- EXTRAIT -
_ _ _
Selon elle, les lifestyle migrants apportent souvent avec eux une nouvelle grille de lecture de la ville. Le slow living, l’importance accordée au bien-être, à la marche, à l’esthétique du quotidien… Autant de valeurs qu’ils incarnent à travers leurs choix de vie, leurs publications sur les réseaux sociaux ou les petits business qu’ils montent.
« Ce que les locaux considèrent comme banal — un vermut le dimanche, une fête de quartier — devient pour eux un moment culturel fort, précieux », poursuit-elle. « Beaucoup vont jusqu’à sublimer leur quotidien : ils fouillent les cartes, les forums, dénichent les meilleurs brunchs, les expos les plus confidentielles, les recoins oubliés… Et en faisant cela, ils remettent parfois en lumière des lieux que les habitants eux-mêmes ont cessé de voir. »
_ _ _
[Données sur le repérage d'objets nommés]
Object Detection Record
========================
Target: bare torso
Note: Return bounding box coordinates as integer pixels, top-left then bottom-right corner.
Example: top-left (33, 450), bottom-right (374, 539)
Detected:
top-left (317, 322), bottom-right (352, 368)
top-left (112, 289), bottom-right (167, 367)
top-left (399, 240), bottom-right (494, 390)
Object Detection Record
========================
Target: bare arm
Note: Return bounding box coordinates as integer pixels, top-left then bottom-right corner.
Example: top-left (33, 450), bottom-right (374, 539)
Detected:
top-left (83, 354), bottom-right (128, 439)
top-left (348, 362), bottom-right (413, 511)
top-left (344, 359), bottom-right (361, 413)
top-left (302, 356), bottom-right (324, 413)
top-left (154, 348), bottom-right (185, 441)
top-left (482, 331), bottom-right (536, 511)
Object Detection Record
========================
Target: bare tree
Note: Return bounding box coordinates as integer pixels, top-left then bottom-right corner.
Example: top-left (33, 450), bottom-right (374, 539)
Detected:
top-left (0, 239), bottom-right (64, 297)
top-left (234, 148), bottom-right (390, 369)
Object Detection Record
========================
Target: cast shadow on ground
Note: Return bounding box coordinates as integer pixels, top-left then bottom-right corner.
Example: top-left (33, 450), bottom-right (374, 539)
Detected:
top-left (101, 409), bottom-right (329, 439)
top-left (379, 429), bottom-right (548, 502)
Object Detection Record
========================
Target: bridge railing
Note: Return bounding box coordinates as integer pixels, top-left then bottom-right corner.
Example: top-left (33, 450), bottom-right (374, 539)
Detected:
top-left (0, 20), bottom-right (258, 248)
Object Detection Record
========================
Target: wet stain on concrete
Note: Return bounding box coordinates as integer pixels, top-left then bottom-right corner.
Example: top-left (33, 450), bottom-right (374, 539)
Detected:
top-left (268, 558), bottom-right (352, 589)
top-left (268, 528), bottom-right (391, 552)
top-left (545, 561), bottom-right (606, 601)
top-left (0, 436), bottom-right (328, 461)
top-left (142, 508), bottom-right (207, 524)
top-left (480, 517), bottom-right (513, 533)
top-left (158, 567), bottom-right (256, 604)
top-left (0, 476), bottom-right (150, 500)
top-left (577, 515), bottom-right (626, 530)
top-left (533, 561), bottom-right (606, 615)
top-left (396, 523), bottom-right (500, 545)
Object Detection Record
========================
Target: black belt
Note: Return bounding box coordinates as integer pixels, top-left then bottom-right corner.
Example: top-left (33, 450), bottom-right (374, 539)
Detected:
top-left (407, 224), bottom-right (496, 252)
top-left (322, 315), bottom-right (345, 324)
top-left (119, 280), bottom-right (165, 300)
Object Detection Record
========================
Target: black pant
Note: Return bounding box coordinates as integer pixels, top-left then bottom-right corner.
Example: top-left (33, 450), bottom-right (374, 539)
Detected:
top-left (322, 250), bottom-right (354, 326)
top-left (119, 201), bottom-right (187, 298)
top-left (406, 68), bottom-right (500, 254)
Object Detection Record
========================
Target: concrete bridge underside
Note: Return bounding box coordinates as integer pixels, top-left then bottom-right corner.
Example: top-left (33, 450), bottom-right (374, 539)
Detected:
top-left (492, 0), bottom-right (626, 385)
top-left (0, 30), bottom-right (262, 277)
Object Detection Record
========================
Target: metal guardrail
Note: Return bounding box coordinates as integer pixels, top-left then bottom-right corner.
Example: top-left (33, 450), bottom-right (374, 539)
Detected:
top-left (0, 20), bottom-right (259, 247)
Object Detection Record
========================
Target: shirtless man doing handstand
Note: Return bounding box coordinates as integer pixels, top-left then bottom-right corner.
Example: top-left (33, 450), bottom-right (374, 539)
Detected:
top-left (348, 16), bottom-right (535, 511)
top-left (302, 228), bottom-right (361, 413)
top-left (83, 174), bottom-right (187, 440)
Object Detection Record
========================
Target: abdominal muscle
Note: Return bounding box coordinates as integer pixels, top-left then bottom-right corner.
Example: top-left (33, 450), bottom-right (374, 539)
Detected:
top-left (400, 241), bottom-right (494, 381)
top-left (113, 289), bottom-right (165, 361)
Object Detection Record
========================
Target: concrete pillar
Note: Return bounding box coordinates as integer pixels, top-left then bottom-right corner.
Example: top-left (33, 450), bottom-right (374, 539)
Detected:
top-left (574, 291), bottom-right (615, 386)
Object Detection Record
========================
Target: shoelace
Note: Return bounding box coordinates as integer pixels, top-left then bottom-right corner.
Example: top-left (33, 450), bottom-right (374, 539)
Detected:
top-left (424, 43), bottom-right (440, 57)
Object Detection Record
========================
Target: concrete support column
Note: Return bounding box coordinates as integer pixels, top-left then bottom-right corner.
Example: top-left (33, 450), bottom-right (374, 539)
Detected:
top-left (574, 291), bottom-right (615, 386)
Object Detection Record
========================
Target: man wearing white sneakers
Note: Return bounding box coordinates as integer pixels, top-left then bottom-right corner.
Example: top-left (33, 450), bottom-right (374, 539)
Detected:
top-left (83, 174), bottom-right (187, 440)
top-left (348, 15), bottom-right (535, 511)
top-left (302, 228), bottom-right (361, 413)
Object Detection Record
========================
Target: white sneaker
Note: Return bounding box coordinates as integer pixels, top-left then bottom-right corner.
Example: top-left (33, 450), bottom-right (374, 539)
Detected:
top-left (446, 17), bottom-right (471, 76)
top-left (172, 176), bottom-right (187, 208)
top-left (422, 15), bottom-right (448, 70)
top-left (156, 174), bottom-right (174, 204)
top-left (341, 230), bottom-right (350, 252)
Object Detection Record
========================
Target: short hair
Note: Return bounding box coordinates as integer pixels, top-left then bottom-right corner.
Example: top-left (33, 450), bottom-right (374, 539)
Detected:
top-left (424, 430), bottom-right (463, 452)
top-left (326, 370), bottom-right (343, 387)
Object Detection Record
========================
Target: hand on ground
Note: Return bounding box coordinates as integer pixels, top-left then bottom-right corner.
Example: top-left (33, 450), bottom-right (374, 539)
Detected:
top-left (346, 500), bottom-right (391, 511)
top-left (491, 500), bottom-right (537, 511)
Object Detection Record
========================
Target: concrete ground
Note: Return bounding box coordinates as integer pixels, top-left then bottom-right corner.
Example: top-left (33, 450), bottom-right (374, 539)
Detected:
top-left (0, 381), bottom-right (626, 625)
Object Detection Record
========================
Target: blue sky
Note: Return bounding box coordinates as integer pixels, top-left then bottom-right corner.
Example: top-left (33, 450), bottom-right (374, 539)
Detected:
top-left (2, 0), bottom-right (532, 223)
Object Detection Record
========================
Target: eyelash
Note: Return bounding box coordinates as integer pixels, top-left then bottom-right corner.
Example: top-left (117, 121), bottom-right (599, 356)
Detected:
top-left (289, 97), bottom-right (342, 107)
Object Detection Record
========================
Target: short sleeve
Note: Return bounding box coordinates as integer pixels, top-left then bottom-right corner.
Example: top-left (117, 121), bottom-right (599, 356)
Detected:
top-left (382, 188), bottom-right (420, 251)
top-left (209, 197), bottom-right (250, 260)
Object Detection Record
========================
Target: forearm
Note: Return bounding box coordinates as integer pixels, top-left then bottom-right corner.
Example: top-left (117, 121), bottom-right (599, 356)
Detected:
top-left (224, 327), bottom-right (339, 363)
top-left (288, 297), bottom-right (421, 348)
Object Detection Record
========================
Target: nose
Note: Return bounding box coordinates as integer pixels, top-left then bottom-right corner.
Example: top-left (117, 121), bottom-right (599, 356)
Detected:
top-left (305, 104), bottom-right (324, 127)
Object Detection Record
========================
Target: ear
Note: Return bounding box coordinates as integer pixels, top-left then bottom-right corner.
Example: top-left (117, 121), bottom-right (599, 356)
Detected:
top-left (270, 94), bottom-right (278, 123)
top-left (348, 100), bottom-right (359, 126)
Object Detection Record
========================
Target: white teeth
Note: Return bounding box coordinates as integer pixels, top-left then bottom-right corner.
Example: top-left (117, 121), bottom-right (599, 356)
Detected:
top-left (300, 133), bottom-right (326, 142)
_ _ _
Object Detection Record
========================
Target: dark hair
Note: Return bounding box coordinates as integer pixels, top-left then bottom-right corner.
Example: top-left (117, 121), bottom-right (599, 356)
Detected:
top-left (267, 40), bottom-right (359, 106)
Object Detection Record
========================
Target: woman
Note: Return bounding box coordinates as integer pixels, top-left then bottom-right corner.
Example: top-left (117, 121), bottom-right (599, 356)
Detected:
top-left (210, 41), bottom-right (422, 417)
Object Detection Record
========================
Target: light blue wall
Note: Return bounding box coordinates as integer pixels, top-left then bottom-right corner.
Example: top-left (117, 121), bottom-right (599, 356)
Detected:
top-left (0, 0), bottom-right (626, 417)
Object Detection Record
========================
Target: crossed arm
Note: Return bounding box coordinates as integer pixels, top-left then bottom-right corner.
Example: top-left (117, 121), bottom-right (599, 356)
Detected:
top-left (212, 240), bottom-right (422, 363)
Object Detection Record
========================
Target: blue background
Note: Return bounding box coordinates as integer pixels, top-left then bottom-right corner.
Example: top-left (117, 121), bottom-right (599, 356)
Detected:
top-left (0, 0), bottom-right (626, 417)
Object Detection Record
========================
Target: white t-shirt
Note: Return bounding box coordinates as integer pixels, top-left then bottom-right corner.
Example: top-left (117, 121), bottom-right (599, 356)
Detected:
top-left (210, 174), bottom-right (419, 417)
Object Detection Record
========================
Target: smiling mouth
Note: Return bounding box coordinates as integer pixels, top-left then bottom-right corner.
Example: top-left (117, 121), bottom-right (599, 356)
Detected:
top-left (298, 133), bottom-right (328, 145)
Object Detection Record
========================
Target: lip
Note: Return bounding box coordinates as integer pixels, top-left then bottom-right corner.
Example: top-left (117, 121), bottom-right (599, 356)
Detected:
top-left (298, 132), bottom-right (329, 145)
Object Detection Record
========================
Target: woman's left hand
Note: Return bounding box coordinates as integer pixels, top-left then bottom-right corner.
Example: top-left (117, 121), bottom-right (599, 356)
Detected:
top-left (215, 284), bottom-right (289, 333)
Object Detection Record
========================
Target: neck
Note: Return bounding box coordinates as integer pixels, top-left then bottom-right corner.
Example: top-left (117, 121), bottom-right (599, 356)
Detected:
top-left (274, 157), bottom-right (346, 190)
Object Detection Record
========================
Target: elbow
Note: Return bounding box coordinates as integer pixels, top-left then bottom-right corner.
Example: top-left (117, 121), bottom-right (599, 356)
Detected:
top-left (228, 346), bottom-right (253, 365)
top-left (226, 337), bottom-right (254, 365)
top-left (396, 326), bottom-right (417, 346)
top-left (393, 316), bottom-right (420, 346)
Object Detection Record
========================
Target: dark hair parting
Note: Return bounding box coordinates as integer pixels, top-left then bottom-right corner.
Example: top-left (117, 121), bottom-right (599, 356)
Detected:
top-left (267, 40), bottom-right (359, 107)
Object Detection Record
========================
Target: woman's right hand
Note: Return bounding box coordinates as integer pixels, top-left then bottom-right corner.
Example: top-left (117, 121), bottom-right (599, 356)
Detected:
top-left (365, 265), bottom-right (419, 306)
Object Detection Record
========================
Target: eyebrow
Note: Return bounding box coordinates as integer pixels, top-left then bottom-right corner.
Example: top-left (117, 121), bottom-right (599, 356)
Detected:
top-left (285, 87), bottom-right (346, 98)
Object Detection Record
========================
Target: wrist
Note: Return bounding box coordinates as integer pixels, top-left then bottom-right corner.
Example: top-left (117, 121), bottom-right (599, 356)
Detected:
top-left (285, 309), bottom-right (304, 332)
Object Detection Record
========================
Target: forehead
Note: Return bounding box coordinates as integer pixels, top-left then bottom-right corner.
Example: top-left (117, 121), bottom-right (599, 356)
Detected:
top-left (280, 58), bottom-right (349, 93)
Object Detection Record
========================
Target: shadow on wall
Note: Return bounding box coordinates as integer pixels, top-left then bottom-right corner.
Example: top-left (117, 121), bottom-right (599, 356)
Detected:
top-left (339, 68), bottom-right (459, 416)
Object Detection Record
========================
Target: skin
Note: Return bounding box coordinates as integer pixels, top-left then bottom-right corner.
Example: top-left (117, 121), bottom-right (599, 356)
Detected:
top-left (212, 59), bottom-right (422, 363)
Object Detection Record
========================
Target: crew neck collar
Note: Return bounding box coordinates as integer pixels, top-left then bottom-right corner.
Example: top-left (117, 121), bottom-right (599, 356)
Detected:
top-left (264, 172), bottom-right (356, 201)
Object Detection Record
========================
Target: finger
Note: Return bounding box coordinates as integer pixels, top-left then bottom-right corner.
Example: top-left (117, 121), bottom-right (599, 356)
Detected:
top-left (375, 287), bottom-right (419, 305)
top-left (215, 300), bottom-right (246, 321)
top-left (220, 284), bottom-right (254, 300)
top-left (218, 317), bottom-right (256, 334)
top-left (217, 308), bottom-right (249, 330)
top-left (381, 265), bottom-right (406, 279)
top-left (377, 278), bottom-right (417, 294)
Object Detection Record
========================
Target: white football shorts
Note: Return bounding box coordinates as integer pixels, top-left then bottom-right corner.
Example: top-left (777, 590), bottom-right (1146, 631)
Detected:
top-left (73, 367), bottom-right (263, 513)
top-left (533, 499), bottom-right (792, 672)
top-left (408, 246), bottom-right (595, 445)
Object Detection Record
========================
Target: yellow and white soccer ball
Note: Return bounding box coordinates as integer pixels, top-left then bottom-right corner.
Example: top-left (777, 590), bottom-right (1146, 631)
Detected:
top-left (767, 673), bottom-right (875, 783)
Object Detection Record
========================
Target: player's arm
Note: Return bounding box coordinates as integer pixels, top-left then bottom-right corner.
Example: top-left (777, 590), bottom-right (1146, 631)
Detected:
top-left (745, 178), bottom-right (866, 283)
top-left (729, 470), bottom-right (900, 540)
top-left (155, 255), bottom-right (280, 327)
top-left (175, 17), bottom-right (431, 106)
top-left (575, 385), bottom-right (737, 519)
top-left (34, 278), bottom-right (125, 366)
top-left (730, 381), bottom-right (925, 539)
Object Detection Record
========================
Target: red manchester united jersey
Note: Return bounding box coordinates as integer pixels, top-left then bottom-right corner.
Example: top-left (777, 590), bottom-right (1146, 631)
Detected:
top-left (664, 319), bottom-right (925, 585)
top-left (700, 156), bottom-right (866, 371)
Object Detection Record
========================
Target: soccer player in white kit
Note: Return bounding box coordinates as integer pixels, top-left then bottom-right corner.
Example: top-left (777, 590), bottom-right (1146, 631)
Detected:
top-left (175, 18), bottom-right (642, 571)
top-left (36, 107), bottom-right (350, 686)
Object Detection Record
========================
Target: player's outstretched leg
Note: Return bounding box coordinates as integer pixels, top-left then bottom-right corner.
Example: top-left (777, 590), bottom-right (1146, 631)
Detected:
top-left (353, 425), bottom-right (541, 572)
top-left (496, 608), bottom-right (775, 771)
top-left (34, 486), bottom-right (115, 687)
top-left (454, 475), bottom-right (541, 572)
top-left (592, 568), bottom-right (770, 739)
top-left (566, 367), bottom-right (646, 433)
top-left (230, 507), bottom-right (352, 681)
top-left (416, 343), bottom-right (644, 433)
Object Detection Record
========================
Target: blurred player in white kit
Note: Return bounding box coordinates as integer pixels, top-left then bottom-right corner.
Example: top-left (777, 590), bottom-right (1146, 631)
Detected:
_ _ _
- TÂCHES À RÉALISER -
(A) D'après l'extrait, que deviennent pour les lifestyle migrants un vermut le dimanche ou une fête de quartier ?
(B) Énumérez toutes les valeurs que l'extrait attribue aux lifestyle migrants.
(C) Poursuivez l'extrait sur les lifestyle migrants en reprenant juste après sa dernière phrase.

- RÉPONSES DANS L'ORDRE -
(A) Ils deviennent un moment culturel fort, précieux.

(B)
- Le slow living
- Le bien-être
- La marche
- L'esthétique du quotidien

(C)
Mais ce phénomène soulève aussi une question de fond : qui décide de ce qu’est la “vraie” Barcelone ? Et, surtout, à partir de quand cette relecture enthousiaste de la ville devient-elle un levier — involontaire — de gentrification ? « À partir de quand ces migrations “par choix” contribuent-elles, malgré elles, à l’éviction des populations locales ou à la transformation du tissu culturel des quartiers ? », interroge Laura. « C’est l’un des grands enjeux de cette nouvelle vague migratoire : revaloriser certains pans de la culture locale, tout en risquant d’en altérer l’équilibre. »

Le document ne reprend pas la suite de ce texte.